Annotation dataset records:
------------

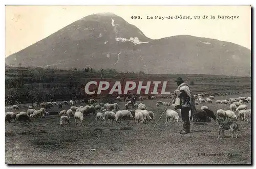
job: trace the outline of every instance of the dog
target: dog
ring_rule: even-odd
[[[230,121],[227,122],[223,122],[223,120],[221,119],[219,119],[217,120],[218,124],[218,129],[219,130],[219,135],[218,136],[217,139],[220,138],[220,136],[221,134],[221,132],[222,132],[222,136],[221,139],[224,137],[224,132],[225,130],[228,130],[230,129],[232,132],[232,138],[233,138],[234,135],[236,134],[236,138],[238,137],[237,131],[240,131],[238,128],[238,125],[236,122]]]

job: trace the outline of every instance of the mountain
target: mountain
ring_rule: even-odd
[[[251,51],[230,42],[188,35],[151,39],[121,17],[107,13],[78,20],[9,56],[6,63],[244,76],[250,75]]]

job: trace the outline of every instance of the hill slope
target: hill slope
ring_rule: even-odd
[[[70,24],[7,57],[6,63],[244,76],[250,74],[251,51],[232,43],[187,35],[152,40],[122,18],[102,13]]]

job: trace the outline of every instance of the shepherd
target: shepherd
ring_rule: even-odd
[[[178,88],[174,92],[177,96],[174,109],[181,109],[181,118],[184,123],[183,129],[180,131],[180,133],[186,134],[190,133],[189,111],[191,110],[191,117],[196,113],[195,98],[189,87],[181,77],[177,78],[175,81],[178,85]]]

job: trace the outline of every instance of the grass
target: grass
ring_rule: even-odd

------------

- WRITTEN EXERCISE
Print every one of the records above line for line, without changing any characters, and leave out the pictures.

- TASK ANSWER
job: trace the outline of every instance of the dog
target: dog
ring_rule: even-odd
[[[230,121],[227,122],[223,122],[223,120],[221,119],[219,119],[217,120],[218,124],[218,129],[219,130],[219,135],[218,136],[217,139],[220,138],[220,136],[221,134],[221,132],[222,132],[222,136],[221,139],[224,137],[224,132],[225,130],[228,130],[230,129],[232,132],[232,138],[233,138],[234,135],[236,134],[236,138],[238,137],[237,131],[240,131],[238,128],[238,125],[236,122]]]

job: trace the outline of every instance of the mountain
target: mountain
ring_rule: even-odd
[[[251,51],[230,42],[188,35],[151,39],[121,17],[107,13],[78,20],[9,56],[6,63],[244,76],[250,75]]]

job: trace the outline of every instance of the hill slope
target: hill slope
ring_rule: even-odd
[[[70,24],[7,57],[6,63],[244,76],[250,74],[251,51],[232,43],[187,35],[152,40],[122,18],[102,13]]]

job: trace the outline of every instance of the shepherd
target: shepherd
ring_rule: even-odd
[[[178,88],[174,92],[177,96],[174,109],[181,109],[181,118],[184,123],[183,129],[180,131],[180,133],[186,134],[190,133],[189,111],[191,110],[191,117],[196,113],[195,98],[189,87],[181,77],[177,78],[175,81],[178,85]]]

job: trace the outline of every instance of the grass
target: grass
ring_rule: even-odd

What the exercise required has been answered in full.